■ Goal of the exercise ■
Please show every line in the rows below that contains the string "forearm". Case counts.

■ Data extract ■
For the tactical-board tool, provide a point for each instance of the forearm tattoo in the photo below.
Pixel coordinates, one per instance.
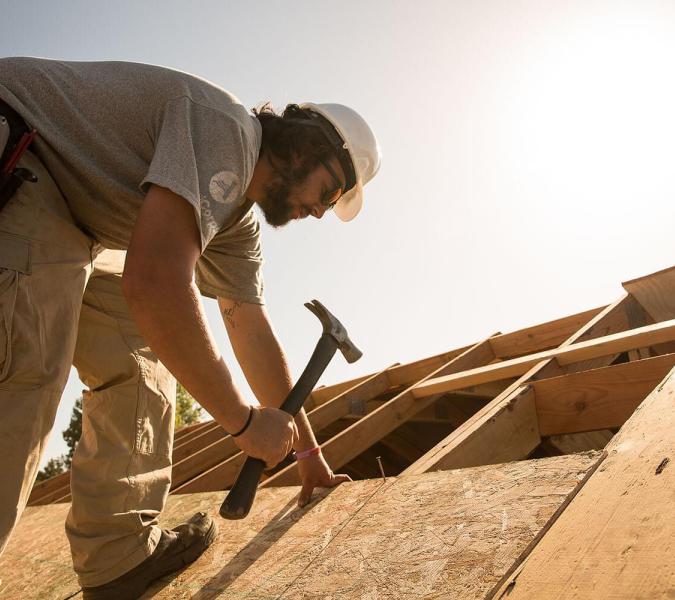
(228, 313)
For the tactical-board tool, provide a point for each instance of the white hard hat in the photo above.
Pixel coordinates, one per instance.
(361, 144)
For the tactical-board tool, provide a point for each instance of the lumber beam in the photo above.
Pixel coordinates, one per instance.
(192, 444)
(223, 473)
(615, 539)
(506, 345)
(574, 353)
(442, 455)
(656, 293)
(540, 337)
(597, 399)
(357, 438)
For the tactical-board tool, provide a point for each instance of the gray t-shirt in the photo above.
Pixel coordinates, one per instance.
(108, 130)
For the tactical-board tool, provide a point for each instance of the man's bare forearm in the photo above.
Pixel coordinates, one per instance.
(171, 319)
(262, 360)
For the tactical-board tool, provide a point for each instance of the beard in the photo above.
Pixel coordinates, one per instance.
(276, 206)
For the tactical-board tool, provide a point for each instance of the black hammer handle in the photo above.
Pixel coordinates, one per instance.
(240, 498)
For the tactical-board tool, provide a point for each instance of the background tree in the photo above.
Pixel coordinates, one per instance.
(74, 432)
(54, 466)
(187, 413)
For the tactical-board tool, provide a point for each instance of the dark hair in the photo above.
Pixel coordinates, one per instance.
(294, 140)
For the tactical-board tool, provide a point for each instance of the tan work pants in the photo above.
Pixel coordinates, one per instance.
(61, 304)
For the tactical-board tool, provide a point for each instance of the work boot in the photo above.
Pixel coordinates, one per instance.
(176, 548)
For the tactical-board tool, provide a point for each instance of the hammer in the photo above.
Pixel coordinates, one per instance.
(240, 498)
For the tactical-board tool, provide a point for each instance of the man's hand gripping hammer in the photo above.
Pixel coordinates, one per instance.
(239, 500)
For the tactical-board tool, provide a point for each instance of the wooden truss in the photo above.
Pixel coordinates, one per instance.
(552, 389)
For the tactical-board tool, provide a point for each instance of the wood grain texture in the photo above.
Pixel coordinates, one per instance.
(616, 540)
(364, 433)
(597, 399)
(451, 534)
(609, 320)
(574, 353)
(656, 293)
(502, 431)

==

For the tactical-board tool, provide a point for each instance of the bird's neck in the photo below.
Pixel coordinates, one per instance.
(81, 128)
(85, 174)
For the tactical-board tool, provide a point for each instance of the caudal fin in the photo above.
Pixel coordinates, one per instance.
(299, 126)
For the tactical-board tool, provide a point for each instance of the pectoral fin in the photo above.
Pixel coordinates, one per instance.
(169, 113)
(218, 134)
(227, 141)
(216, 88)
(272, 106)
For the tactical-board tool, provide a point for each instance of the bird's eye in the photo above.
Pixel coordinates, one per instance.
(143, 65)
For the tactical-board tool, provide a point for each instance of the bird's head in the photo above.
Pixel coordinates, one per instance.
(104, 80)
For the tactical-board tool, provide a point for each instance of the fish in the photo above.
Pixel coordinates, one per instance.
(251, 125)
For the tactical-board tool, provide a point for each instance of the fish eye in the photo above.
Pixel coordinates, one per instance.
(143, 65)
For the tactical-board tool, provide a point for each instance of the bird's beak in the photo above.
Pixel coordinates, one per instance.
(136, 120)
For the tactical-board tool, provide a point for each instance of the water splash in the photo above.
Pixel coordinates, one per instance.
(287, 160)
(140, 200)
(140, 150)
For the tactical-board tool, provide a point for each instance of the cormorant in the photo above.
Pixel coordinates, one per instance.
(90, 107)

...

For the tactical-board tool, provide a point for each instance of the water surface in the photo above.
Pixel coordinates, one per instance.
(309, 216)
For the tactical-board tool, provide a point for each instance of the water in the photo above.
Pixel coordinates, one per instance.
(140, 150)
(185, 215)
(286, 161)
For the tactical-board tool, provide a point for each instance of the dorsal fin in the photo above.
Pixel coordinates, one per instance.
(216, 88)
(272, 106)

■ Written reply ■
For the tactical-board tool, provide a point for each instance of the forearm tattoo in the photo below.
For the tactical-board tool, provide a point for each instance of the man's bare forearm in the photo above.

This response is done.